**REQUIRED TASK**
Reproduce the lines below word for word, starting with the line that contains "Each instance receives one point. Mark the weathered" and going on through the final line.
START ENTRIES
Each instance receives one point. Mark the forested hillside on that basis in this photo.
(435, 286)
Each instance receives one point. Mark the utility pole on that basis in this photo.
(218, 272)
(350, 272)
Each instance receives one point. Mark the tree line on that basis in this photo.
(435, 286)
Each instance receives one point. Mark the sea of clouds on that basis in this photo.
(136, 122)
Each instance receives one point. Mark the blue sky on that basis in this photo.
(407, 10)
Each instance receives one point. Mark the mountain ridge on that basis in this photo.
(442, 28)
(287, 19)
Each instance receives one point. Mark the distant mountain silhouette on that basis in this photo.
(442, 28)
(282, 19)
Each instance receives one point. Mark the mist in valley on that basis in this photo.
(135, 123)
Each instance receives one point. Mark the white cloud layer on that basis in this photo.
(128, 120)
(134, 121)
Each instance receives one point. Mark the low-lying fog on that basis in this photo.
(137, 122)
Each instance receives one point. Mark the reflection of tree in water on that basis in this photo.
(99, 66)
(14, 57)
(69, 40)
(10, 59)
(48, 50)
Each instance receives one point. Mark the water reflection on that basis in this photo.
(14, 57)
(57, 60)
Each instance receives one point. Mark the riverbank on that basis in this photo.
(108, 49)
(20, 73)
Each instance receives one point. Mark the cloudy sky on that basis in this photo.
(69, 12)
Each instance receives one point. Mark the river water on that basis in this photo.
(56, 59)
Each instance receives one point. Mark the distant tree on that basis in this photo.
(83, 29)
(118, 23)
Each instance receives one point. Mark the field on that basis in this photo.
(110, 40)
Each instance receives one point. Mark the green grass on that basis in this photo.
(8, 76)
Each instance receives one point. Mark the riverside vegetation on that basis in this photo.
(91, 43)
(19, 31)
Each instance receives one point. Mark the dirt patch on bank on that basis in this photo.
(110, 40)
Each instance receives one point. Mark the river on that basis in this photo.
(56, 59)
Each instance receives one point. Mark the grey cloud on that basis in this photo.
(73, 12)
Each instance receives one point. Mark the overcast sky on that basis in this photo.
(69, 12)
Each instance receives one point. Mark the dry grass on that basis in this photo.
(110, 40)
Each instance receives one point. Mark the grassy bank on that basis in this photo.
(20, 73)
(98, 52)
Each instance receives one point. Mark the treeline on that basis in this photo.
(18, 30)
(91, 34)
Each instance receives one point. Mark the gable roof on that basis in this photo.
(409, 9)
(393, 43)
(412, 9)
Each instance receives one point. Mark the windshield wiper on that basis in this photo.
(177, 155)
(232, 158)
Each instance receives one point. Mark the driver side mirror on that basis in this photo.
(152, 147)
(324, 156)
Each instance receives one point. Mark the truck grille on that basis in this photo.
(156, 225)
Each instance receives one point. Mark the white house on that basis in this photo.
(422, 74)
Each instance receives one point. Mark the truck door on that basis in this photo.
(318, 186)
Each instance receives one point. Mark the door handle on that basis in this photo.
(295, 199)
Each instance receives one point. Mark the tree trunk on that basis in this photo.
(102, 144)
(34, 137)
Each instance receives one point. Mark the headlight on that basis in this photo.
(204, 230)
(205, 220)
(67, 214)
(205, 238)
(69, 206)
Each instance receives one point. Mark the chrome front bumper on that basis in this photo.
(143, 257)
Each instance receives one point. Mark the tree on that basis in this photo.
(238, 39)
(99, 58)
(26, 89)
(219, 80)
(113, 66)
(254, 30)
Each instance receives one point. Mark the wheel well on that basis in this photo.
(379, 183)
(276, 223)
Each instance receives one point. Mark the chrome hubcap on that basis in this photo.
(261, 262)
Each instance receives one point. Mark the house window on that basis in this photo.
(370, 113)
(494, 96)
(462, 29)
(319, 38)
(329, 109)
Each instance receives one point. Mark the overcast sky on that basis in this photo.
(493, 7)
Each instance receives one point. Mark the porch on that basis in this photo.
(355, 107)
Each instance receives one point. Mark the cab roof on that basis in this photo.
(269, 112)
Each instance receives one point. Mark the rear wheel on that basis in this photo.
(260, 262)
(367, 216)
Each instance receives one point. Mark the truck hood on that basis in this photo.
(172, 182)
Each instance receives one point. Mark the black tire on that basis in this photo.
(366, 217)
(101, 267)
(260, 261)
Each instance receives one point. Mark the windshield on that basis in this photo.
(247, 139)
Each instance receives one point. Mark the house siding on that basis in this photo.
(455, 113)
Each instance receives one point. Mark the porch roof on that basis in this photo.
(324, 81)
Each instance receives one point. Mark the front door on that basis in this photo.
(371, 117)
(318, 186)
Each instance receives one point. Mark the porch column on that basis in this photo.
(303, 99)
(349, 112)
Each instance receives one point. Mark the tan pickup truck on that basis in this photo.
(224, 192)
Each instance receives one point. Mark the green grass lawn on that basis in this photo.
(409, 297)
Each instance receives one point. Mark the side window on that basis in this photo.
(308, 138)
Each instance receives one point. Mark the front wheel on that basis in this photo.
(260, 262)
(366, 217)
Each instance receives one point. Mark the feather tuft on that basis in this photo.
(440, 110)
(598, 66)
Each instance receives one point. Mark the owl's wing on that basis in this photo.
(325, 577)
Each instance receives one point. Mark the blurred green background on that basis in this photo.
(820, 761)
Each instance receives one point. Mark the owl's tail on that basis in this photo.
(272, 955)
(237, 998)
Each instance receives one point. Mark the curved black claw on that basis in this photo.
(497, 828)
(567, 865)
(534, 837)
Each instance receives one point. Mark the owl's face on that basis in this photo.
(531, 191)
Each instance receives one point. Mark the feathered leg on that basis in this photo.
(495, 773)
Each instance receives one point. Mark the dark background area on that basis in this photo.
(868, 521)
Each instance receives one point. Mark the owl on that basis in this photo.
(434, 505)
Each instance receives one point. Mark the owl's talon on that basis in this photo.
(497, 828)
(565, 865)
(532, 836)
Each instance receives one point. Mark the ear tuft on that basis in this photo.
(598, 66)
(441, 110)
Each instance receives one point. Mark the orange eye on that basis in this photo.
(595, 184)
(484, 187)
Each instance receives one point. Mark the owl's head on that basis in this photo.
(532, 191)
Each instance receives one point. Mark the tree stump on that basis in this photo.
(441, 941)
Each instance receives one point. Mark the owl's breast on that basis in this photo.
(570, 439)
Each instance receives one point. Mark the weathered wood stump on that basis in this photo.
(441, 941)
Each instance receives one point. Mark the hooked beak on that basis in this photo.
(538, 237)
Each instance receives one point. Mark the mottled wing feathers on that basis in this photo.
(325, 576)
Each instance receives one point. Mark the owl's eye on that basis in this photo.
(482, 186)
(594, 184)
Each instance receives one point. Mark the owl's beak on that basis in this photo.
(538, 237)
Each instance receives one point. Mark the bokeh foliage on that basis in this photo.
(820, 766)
END ENTRIES
**IN RESPONSE**
Each instance receives one point. Mark the weathered wood stump on that basis in this photo.
(441, 941)
Each instance receives one point. Mark the hooked beak on that basis in this photo.
(538, 237)
Each instance receives one point. Mark the mottled wing feathers on that basis in this photo.
(325, 576)
Each instance receives one point. Mark the owl's eye on that basis in this photo.
(482, 186)
(594, 184)
Each instance receives one point. Mark the owl's beak on that basis in this photo.
(538, 237)
Each instance receives one point. Mark the bokeh foliage on that basis in this photo.
(820, 766)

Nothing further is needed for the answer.